━━━━━ Selected passage ━━━━━

Being Mentally Fit. 

A recent post on my training team’s Facebook page got me thinking. What IS good training for an endurance athlete…. like….. in general? 

I could sit here for hours and preach about strength training and distance work, but I’m going to look at the bigger picture: Not just particular training methods, but actual life stuff. Stuff that’ll put hairs on your proverbial chest. Give you the mental edge. Make ya tuff. 

1. Two words: Lunge Jumps

Fucking dry heave. The minute I clock these in my programming I want to curl up and die. Give me 1000 hills to climb on my bike. Give me 40 burpees and 300 kettle bell swings. But please. Please. Dont make me do lunge jumps. 

Searing heat in the quads. HR through the roof. These usually come at the end of a heavy leg session and are the precursor to a threshold run. 

If you can endure 5 sets of these bastards then you can endure a marathon. Word. 

2. A season of Grey’s Anatomy. 

Probably the one with the shooter. Or when Denny died. Or the plane crash. Or George and Izzy. 

The emotional roller coaster, frustration, sheer joy, laughs, tears, blood and other bodily fluids will fully prepare you for most endurance events, I’d imagine. 

Plus you get used to using proper actual medical terminology so that you can impress* medical staff upon your frequent visits to doctors and hospitals with yet more injuries and gross toenails. 

*irritate 

But don’t mock. I could absolutely perform complex surgery. I know ALL the terminology. 

3. The Magic Fifty.

…. or similar. My lovely coach likes to throw these at us occasionally. My equally lovely, but mostly mental pal Chris, absolutely loves these workouts. He asks for them. One time he requested The Magic ONE HUNDRED AND FIFTY. 

They involve many reps. Usually featuring a few similarly horrible exercises. With as little rest as required. And generally you do these workouts once a week for a few weeks to try and get your time down for the total effort. 

There is nothing like the mental battle when you’re only 20 swings into 50 of with the kettle bell. You’ve got another two rounds to go. Your hands are basically bloody stumps and you just. want. to stop. 

But you DON’T. That’s what makes you NAILS. 

It’s entirely acceptable to puke after one of these. 


Me. Dead. After The Magic Fifty. 

4. Applying (or trying to apply) for Jobseekers Allowance. 

I was very fortunate that my obsessive search for a new job came to a swift end in May. Because I lost one day. One ENTIRE DAY to this farce of a process. And many have lost MORE than one day. 

Name. Age. DOB. Redundancy details. Not accepted. Name of first dog. Wrong.  Name of first neighbours pet hamster. Air speed velocity of an unladen sparrow. Nope. Wrong. Death. 

Honestly. It was the in the top ten most harrowing experiences of my life. But it taught me RESILIENCE in the face of adversity and you definitely need this for endurance. 

Me at the job centre. Aka Bridge Of Death. 

5. Shit-Awful Runs. 

You know the type: Lead legs, no energy, dog shit in your trainer tread. 

These make you head-strong. Not at the time, like. Cause at the time you just want to be on the sofa eating beige food, but honestly they do make you better at coping when the endurance stuff starts to hurt. 

6. Winter Training. 

Now I’m not going to say it’s tough in Scotland because in the grand scheme of things, a few weeks of ice and maybe a few snow days are nothing compared to a few months of solid night time and 8 feet of snow. 

However. 

In Scotland, we seem to be blessed with the type of weather that feels mild to begin with but then you find a puddle with ice at the bottom and because it’s so fucking dark and there are so many manky leaves everywhere, and you find out about this puddle as you wake from a coma with a broken hip. 

Winter training makes your lungs hurt. Makes your toes cold. Makes everything cold, actually. It makes your nose stream and your ears ache. But it definitely makes the summery runs feel better. 

As long as they’re not too melty…..

7. If it makes you hate life, it’s good preparation. 

And that sums it up, really. I love a good workout, but the ones that make all the difference are the ones that make you want to cry and stop moving forever. 

It’s the subtle things too, like that Economics Lecture you sat through at uni, determined for the stuff to stick. It didn’t. You tried. But it taught you that LITERALLY NOTHING is worse than that. 

So. Do more stuff you hate, and then nothing will seem as bad as that!

━━━━━ Data for analysis ━━━━━

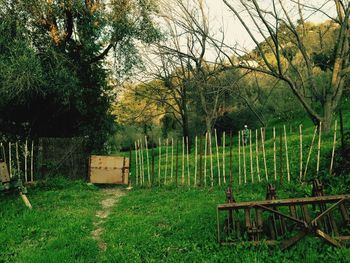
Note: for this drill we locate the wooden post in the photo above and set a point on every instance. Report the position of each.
(310, 150)
(301, 151)
(188, 163)
(211, 160)
(177, 161)
(3, 151)
(147, 157)
(217, 156)
(25, 161)
(152, 175)
(136, 165)
(244, 161)
(319, 149)
(264, 154)
(172, 160)
(166, 160)
(10, 159)
(142, 163)
(223, 157)
(287, 158)
(159, 159)
(251, 156)
(183, 161)
(274, 155)
(17, 158)
(130, 167)
(239, 158)
(333, 148)
(32, 163)
(195, 161)
(281, 158)
(205, 158)
(200, 159)
(257, 154)
(230, 158)
(341, 130)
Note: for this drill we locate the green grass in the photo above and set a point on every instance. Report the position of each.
(58, 228)
(293, 142)
(165, 224)
(179, 225)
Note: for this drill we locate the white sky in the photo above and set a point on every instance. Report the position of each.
(235, 33)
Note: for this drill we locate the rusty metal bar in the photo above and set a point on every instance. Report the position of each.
(284, 202)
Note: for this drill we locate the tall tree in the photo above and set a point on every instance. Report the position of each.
(284, 53)
(86, 38)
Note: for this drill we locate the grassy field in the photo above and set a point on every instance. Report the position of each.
(159, 224)
(147, 225)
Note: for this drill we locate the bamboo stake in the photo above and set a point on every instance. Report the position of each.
(205, 158)
(172, 160)
(195, 161)
(287, 158)
(239, 158)
(3, 151)
(130, 167)
(333, 149)
(244, 160)
(188, 163)
(136, 165)
(177, 161)
(217, 155)
(200, 159)
(264, 154)
(257, 154)
(25, 161)
(230, 158)
(211, 160)
(10, 159)
(159, 159)
(251, 156)
(17, 158)
(223, 157)
(319, 149)
(310, 150)
(147, 158)
(32, 163)
(166, 160)
(274, 155)
(142, 163)
(281, 157)
(301, 151)
(152, 172)
(183, 162)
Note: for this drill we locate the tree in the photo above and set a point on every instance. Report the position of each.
(284, 52)
(84, 39)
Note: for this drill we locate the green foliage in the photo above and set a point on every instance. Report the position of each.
(57, 229)
(53, 64)
(179, 225)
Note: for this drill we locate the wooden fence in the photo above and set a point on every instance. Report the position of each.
(252, 156)
(46, 157)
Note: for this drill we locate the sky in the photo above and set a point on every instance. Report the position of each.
(220, 14)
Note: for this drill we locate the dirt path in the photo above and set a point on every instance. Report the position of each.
(111, 198)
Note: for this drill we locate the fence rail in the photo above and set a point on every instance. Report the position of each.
(253, 156)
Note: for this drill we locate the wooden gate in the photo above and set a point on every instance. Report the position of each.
(108, 170)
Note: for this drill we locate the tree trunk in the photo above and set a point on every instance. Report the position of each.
(327, 115)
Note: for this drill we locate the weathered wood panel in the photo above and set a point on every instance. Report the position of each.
(108, 169)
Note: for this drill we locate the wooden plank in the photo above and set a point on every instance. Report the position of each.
(109, 170)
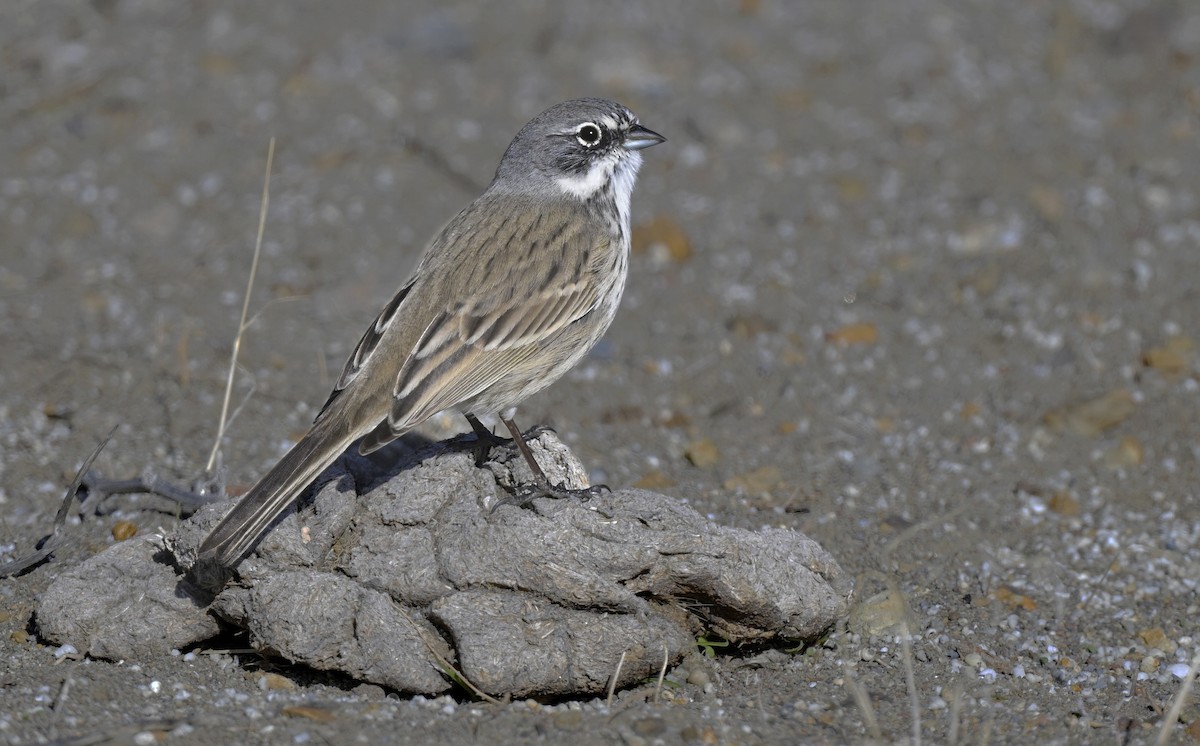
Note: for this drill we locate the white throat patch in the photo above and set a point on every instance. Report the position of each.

━━━━━

#### [What needs to be done]
Answer these from the post about being mentally fit:
(a) How many sets of lunge jumps does the post say you need to endure to be able to endure a marathon?
(b) What workout did Chris once ask for?
(c) In which month did the writer's search for a new job end?

#### [Result of this task]
(a) Five sets.
(b) The Magic One Hundred and Fifty.
(c) May.